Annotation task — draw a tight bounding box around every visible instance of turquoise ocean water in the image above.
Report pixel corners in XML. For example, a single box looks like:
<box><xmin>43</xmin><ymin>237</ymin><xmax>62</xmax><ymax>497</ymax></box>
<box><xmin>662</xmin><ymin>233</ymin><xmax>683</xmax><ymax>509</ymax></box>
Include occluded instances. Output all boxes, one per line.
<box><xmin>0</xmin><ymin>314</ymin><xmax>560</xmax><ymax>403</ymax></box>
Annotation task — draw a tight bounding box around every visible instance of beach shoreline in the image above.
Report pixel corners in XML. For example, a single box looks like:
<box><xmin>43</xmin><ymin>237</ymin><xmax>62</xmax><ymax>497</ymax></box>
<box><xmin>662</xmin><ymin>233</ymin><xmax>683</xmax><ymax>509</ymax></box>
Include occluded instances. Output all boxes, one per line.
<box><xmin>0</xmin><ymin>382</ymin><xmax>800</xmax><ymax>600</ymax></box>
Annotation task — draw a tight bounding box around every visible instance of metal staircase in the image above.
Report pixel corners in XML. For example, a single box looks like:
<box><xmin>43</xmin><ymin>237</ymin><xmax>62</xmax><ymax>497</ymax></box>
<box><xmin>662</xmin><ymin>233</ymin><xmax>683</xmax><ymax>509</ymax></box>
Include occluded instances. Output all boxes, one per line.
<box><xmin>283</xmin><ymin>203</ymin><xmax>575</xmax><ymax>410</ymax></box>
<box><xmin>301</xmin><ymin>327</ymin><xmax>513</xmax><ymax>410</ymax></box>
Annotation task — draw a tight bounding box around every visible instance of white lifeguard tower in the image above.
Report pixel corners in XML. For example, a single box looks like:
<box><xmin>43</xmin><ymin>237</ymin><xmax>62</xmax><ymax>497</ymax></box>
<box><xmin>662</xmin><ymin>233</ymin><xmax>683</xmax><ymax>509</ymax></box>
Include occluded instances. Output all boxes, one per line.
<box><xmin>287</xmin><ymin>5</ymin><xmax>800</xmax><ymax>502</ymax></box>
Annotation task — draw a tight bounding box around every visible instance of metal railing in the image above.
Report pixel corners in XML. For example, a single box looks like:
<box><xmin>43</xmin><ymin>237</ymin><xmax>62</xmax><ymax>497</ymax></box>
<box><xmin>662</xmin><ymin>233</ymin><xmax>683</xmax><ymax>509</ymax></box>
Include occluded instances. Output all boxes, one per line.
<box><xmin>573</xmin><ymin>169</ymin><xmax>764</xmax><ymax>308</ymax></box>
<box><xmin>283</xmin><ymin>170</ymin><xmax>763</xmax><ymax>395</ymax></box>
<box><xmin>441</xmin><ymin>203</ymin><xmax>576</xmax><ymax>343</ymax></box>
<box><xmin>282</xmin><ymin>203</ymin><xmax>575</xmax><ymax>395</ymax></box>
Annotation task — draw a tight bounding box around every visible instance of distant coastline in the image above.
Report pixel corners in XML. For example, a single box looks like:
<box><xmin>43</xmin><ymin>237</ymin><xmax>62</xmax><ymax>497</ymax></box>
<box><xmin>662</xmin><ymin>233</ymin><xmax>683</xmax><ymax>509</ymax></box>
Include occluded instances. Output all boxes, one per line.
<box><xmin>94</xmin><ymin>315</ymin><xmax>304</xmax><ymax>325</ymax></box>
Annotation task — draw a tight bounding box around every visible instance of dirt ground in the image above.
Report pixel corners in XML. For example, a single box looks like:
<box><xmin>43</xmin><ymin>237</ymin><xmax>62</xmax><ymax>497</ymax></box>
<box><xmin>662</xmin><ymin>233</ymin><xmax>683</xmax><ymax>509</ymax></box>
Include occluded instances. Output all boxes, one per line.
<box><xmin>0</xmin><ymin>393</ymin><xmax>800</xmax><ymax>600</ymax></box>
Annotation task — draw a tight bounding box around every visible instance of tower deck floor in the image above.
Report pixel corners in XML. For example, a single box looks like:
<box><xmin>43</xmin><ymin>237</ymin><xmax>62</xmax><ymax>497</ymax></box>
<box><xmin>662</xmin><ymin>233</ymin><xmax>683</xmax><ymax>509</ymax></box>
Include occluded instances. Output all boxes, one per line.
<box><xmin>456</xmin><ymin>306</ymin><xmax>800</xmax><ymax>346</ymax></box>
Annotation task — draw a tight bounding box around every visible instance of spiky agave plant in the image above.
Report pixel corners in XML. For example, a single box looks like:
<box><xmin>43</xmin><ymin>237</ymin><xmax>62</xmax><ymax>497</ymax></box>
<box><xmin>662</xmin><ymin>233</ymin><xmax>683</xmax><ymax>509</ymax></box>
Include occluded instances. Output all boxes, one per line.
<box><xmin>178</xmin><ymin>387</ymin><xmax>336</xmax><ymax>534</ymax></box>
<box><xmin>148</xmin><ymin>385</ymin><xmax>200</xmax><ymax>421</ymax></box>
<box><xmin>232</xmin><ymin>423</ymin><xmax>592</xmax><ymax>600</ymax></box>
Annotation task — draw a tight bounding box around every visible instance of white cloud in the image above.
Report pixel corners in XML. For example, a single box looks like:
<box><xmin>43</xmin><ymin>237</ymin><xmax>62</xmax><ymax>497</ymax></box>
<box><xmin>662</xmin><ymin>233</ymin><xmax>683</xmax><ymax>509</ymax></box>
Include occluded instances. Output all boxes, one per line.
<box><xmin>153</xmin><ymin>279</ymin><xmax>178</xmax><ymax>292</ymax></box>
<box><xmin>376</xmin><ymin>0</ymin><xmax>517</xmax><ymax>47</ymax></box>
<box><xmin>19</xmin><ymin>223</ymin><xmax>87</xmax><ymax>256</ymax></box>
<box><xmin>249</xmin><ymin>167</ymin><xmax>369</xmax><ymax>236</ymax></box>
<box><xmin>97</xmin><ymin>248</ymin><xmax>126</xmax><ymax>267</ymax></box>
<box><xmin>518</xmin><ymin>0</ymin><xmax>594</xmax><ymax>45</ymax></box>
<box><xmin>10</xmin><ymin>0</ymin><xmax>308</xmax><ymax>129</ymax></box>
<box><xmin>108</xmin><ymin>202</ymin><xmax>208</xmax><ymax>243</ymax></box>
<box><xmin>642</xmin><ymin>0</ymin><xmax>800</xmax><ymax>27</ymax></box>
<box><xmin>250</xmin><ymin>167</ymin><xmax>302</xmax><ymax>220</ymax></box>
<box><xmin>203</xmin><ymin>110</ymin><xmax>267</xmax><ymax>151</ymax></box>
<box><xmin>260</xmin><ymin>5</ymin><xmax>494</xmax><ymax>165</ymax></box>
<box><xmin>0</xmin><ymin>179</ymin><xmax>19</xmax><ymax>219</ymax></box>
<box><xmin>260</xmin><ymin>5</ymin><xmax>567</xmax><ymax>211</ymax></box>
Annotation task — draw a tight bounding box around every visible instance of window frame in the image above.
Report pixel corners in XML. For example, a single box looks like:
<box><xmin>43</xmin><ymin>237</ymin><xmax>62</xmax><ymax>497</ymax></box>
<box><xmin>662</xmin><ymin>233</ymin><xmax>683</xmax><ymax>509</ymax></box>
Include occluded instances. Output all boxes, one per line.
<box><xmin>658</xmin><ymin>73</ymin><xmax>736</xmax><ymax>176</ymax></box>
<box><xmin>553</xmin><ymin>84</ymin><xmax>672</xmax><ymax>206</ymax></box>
- - -
__The problem__. Show every line in the rows above that contains the string "tower".

__Exercise response__.
Annotation task — draw a tight bounding box around every visible instance of white lifeguard tower in the image above.
Annotation task — draw a tight bounding box around every visible instance of tower deck floor in the image above.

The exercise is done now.